PASSAGE
# # #

Skip to content

Write a Darlingtonia importer

Bess Sadler edited this page Feb 6, 2019 · 11 revisions

Darlingtonia Importer Goals:

  • Write a CSV importer using the darlingtonia ruby gem
  • Be able to point to the parts of the importer

Setup

(OPTIONAL) Save your current changes

If you have changes in your current branch -- you can check on this via git status -- you'll want to save those before starting this lesson (which uses a separate branch):

  • git checkout -b your_branch_name
  • git add .
  • git commit -m 'checkpoint before beginning darlingtonia importer'

Check out working branch

git checkout simple_importer

NOTE: If you make experimental changes and want to get back to the minimal code state necessary to run this lesson, you can check the starting code out again using:
git checkout simple_importer

1. Write a test for the darlingtonia importer

Since we want to achieve the same goals for our second importer, the test is going to look pretty familiar. Make a file in the spec/importers folder called modular_importer_spec.rb and paste the following content into it:

# frozen_string_literal: true

require 'rails_helper'
require 'active_fedora/cleaner'

RSpec.describe ModularImporter, :clean do
  let(:modular_csv) { 'spec/fixtures/csv_files/modular_input.csv' }
  let(:user) { ::User.batch_user }

  before do
    ENV['IMPORT_PATH'] = File.expand_path('../fixtures/images', File.dirname(__FILE__))
    DatabaseCleaner.clean
    ActiveFedora::Cleaner.clean!
  end

  it "imports a csv" do
    expect { ModularImporter.new(modular_csv).import }.to change { Image.count }.by 3
  end

  it "puts the title into the title field" do
    ModularImporter.new(modular_csv).import
    expect(Image.where(title: 'A Cute Dog').count).to eq 1
  end

  it "puts the url into the source field" do
    ModularImporter.new(modular_csv).import
    expect(Image.where(source: 'https://www.pexels.com/photo/animal-blur-canine-close-up-551628/').count).to eq 1
  end

  it "creates publicly visible objects" do
    ModularImporter.new(modular_csv).import
    imported_work = Image.first
    expect(imported_work.visibility).to eq 'open'
  end

  it "attaches files" do
    allow(AttachFilesToWorkJob).to receive(:perform_later)
    ModularImporter.new(modular_csv).import
    expect(AttachFilesToWorkJob).to have_received(:perform_later).exactly(3).times
  end
end

Run this test and you should again see an error saying it can't find the expected class:

NameError:
  uninitialized constant ModularImporter

2. Make the ModularImporter class

Make a file called app/importers/modular_importer.rb that contains just enough of an importer class that your test can run and give a meaningful error:

  class ModularImporter
    def initialize(csv_file)
      @csv_file = csv_file
      raise "Cannot find expected input file #{csv_file}" unless File.exist?(csv_file)

# # #

SOURCE MATERIAL
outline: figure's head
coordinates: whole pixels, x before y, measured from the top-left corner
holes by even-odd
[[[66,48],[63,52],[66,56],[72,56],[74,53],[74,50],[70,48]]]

# # #

OBJECTIVE
Quote the Darlingtonia importer tutorial above word for word, from "RSpec.describe ModularImporter, :clean" up to and including "ActiveFedora::Cleaner.clean!".

RESULT OF THE TASK
RSpec.describe ModularImporter, :clean do
  let(:modular_csv) { 'spec/fixtures/csv_files/modular_input.csv' }
  let(:user) { ::User.batch_user }

  before do
    ENV['IMPORT_PATH'] = File.expand_path('../fixtures/images', File.dirname(__FILE__))
    DatabaseCleaner.clean
    ActiveFedora::Cleaner.clean!